> [To do]:
Find the line below that contains "Each instance of the red". Transcribe it and every line after it exactly, adding nothing.

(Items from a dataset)
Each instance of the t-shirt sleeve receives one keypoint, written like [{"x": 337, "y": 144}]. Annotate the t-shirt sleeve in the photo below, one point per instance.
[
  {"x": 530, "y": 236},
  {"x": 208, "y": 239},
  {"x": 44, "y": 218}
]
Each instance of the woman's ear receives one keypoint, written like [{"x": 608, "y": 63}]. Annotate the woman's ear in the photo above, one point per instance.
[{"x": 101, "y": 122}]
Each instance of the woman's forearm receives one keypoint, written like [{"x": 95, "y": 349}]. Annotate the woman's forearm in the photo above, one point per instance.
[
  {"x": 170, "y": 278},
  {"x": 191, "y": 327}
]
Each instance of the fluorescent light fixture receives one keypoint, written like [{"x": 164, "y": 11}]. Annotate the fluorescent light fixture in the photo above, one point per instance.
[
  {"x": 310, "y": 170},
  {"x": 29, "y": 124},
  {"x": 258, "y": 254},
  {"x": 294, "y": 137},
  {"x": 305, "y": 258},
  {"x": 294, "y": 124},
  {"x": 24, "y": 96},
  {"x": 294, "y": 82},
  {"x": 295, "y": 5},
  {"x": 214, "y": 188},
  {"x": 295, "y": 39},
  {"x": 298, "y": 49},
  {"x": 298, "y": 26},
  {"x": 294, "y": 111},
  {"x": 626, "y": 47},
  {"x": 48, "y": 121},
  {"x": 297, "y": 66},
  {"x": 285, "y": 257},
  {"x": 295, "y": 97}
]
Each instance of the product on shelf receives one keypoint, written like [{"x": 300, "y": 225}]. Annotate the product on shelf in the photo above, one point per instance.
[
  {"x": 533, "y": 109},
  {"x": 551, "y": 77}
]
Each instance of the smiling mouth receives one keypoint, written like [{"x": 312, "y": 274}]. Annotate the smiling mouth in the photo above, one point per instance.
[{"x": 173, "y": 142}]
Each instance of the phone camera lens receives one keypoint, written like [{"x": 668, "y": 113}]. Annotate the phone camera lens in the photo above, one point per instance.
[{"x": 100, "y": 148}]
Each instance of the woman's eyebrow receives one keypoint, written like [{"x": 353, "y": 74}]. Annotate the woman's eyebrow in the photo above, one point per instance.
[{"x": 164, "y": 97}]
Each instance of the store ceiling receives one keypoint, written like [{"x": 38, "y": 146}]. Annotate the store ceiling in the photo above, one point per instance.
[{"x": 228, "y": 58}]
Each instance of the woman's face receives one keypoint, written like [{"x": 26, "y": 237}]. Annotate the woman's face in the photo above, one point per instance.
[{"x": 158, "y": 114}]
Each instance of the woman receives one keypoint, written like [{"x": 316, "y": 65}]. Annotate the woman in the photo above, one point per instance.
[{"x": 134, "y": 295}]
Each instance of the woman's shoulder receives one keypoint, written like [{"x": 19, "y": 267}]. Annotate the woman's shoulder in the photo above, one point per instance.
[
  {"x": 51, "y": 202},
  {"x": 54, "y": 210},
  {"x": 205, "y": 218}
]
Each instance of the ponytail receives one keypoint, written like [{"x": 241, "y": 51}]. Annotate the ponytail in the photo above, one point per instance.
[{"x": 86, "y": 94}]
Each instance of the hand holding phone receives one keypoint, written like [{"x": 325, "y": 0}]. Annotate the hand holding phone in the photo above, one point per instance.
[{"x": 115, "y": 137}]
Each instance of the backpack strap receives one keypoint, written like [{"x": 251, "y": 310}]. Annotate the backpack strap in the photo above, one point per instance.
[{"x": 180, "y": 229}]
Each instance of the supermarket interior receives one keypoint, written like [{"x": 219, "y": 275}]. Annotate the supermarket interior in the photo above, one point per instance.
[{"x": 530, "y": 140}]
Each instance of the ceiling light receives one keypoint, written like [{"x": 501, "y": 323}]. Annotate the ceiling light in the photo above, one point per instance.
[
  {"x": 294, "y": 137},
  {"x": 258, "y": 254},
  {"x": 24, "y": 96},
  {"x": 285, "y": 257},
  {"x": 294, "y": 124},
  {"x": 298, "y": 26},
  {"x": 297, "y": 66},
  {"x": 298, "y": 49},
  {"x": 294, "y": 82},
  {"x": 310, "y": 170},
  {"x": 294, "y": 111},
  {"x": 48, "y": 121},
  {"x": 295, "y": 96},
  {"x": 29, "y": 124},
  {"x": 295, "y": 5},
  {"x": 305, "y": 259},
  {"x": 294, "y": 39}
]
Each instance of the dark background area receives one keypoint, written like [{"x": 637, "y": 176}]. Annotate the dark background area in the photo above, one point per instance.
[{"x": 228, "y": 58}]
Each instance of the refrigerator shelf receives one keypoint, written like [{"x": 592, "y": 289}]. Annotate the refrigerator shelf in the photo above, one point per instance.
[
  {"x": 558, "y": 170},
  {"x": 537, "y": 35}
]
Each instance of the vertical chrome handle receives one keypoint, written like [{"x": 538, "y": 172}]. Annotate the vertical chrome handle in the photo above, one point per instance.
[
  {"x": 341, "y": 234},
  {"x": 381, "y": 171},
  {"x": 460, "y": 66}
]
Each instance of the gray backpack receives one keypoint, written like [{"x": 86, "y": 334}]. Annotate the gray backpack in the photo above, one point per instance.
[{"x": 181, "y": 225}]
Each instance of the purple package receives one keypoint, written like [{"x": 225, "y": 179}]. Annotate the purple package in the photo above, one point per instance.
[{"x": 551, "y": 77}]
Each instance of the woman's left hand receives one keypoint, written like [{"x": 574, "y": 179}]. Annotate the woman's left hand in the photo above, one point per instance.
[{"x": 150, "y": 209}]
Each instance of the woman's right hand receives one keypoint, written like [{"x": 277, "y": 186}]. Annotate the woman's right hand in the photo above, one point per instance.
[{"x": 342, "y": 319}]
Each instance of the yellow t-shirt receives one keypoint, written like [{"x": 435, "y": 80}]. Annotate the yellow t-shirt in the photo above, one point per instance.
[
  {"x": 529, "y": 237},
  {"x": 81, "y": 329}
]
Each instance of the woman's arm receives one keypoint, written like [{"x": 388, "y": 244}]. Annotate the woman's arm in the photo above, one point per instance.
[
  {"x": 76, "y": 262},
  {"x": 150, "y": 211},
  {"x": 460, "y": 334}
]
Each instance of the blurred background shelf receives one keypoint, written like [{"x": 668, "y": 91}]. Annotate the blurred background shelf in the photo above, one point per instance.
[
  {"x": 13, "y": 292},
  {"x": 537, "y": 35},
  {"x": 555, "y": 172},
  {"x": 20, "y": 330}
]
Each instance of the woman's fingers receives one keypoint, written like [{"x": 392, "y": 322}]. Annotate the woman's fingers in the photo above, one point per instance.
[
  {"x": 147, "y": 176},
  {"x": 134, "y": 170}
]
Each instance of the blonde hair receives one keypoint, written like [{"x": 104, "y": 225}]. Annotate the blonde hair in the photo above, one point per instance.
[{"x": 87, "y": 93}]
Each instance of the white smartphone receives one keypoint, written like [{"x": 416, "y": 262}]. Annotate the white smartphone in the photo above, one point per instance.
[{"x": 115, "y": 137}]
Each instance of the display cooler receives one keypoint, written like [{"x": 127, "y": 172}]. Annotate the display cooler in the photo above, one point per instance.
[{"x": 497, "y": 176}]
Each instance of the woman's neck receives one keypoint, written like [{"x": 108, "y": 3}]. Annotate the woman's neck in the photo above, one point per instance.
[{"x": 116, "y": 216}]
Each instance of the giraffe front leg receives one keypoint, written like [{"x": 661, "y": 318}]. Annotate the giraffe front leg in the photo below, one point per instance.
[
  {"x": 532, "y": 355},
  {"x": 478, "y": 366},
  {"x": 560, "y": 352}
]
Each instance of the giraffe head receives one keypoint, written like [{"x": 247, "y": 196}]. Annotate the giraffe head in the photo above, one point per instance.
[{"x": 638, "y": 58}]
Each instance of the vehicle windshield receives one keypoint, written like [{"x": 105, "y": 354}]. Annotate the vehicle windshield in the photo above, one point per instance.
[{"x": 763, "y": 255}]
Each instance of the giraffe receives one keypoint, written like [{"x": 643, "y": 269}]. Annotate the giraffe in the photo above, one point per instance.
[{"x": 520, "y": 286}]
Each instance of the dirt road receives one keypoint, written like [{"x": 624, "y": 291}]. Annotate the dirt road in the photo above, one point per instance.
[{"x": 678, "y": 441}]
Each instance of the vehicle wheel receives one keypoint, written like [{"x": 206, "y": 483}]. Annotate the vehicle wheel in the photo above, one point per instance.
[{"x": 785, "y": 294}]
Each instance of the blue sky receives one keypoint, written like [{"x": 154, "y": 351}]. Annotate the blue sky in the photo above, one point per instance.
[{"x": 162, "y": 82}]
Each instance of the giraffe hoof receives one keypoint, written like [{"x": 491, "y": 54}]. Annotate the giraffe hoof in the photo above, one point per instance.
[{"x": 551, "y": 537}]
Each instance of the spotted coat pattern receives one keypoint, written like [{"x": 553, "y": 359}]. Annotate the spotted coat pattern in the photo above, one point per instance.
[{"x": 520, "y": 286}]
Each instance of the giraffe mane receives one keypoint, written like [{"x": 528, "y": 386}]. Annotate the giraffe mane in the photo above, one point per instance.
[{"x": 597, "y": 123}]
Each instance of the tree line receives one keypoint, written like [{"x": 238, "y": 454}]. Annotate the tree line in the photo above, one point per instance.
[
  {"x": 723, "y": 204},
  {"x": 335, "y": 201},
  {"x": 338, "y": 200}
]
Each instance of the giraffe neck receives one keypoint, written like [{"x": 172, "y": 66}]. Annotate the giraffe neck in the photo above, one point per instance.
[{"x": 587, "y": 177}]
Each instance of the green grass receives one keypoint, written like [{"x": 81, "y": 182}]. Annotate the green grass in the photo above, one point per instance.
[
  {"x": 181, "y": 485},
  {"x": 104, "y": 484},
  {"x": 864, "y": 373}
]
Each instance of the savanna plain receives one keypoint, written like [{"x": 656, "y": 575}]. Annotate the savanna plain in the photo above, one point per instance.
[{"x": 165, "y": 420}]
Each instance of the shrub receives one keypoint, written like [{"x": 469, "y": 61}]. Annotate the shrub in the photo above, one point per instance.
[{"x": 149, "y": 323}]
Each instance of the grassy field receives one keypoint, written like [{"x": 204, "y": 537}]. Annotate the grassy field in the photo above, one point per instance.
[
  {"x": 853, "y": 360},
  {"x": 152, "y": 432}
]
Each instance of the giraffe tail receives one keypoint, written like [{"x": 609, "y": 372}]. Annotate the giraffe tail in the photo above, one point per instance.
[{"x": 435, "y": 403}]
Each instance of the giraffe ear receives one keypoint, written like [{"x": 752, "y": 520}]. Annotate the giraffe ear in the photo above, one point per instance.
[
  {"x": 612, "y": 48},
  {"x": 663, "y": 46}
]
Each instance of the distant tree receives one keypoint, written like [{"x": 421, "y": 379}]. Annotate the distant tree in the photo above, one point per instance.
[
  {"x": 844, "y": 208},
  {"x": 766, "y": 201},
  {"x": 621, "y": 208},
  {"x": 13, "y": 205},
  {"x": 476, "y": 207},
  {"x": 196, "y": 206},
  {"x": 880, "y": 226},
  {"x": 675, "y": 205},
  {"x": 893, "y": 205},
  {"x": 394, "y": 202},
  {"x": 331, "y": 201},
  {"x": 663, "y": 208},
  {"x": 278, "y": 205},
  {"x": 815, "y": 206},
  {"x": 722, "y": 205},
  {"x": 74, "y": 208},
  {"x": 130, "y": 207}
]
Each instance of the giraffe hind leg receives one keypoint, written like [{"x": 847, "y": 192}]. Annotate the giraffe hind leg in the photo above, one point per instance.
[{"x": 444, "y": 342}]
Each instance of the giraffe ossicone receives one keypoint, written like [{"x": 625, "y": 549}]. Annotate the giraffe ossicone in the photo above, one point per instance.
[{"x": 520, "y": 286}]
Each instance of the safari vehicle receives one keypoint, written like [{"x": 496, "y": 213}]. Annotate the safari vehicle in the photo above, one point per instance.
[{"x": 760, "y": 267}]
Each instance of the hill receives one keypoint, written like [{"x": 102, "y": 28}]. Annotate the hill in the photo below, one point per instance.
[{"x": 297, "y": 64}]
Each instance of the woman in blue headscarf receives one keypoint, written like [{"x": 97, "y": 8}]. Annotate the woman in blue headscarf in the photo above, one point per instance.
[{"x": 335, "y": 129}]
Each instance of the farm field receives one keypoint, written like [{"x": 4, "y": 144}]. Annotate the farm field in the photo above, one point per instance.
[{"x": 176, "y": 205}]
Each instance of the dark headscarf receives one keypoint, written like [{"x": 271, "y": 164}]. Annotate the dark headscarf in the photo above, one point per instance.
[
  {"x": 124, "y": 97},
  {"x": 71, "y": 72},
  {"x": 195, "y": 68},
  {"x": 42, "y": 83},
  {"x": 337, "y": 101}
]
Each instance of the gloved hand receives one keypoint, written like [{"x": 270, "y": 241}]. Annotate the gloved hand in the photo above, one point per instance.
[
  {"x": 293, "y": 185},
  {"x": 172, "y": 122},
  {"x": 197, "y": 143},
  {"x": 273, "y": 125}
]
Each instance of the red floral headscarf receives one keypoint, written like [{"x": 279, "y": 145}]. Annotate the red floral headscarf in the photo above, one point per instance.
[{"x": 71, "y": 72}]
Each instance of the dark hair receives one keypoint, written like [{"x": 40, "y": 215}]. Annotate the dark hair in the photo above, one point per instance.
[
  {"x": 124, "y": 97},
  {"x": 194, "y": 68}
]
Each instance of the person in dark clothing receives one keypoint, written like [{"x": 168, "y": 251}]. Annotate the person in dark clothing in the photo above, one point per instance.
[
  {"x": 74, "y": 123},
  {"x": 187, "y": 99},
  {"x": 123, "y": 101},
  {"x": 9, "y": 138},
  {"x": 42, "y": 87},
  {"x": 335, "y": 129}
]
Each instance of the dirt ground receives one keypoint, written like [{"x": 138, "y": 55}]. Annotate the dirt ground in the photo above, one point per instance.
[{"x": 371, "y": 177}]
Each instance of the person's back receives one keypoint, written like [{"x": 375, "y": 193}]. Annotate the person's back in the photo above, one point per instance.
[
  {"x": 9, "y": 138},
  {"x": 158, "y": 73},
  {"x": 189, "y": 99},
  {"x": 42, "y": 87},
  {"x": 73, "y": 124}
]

> [Result of the exercise]:
Each instance of the red floral headscarf receives one keypoint, written like [{"x": 279, "y": 145}]. Annotate the red floral headscarf in the photo above, one point per instance.
[{"x": 71, "y": 72}]
Each instance of the dark hair receives one keypoint, written like [{"x": 40, "y": 215}]. Annotate the dark hair in the photo above, one point per instance.
[
  {"x": 124, "y": 97},
  {"x": 194, "y": 68}
]
Each instance of the person in dark clothing receives one keypoint, written like [{"x": 168, "y": 251}]. Annotate the person in dark clothing in the photo above, one point per instance.
[
  {"x": 74, "y": 123},
  {"x": 187, "y": 99},
  {"x": 123, "y": 101},
  {"x": 9, "y": 138},
  {"x": 42, "y": 87},
  {"x": 335, "y": 129}
]
Each instance of the dirt ground receives one keypoint, written like [{"x": 138, "y": 55}]. Annotate the dirt ground in the photo above, one point per instance.
[{"x": 371, "y": 177}]
Each instance of the person's back receives one keypoint, written like [{"x": 375, "y": 193}]. Annotate the person's back in the photo above, one point per instance.
[
  {"x": 9, "y": 138},
  {"x": 158, "y": 73},
  {"x": 189, "y": 99},
  {"x": 42, "y": 87},
  {"x": 73, "y": 124}
]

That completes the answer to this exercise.